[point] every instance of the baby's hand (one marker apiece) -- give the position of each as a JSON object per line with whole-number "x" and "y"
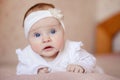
{"x": 75, "y": 68}
{"x": 43, "y": 70}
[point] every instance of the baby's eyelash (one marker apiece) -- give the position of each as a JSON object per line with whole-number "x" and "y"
{"x": 37, "y": 34}
{"x": 52, "y": 31}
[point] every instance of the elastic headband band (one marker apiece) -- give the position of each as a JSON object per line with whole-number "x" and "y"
{"x": 33, "y": 17}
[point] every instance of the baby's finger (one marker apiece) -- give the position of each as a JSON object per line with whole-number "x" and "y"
{"x": 70, "y": 68}
{"x": 77, "y": 69}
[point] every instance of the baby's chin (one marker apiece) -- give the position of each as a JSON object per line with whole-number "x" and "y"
{"x": 50, "y": 56}
{"x": 51, "y": 53}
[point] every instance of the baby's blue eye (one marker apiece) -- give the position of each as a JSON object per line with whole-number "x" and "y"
{"x": 37, "y": 34}
{"x": 53, "y": 31}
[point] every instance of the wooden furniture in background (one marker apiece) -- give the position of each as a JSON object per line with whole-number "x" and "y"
{"x": 105, "y": 34}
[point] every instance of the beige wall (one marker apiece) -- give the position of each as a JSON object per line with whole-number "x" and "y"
{"x": 79, "y": 21}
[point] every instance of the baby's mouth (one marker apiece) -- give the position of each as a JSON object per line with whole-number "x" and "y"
{"x": 48, "y": 48}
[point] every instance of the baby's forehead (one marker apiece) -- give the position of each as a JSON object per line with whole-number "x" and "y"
{"x": 46, "y": 27}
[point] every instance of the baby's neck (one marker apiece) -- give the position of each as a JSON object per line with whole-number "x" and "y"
{"x": 51, "y": 58}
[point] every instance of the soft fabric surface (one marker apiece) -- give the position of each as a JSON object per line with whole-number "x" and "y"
{"x": 110, "y": 64}
{"x": 57, "y": 76}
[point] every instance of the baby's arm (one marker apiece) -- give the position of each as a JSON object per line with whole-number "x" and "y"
{"x": 43, "y": 70}
{"x": 85, "y": 60}
{"x": 75, "y": 68}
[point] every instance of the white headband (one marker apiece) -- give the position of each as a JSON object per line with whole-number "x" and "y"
{"x": 35, "y": 16}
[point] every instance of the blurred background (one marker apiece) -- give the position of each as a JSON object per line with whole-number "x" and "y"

Problem description.
Reproduce only the stretch of rows from the one containing "[point] every instance of the baby's forehead" through the last row, with "marker" changed to "dot" throughout and everything else unchanged.

Final result.
[point] every instance of the baby's forehead (one dot apiece) -- give the position of each as a JSON object per line with whole-number "x" and "y"
{"x": 46, "y": 27}
[point] every instance of the baby's neck (one dot apiece) -- give the position of each as a JSON object per line with whole-number "x" and "y"
{"x": 51, "y": 58}
[point] every instance of the soft fabric surface (one dot apiece) -- give the position of each as a JSON object per line with whole-number "x" and "y"
{"x": 110, "y": 64}
{"x": 57, "y": 76}
[point] every instance of the baby's arm (one dot apiece) -- give the position of each as a JSON object per line with whole-number "x" and "y"
{"x": 43, "y": 70}
{"x": 85, "y": 60}
{"x": 75, "y": 68}
[point] every instance of the white headband (one dot apiece) -- give the position of each as a JSON object per line with whole-number "x" and "y"
{"x": 35, "y": 16}
[point] every instance of the blurred background (one dot apiece) -- give the position of each as a JSON object per line with whole-number "x" and "y"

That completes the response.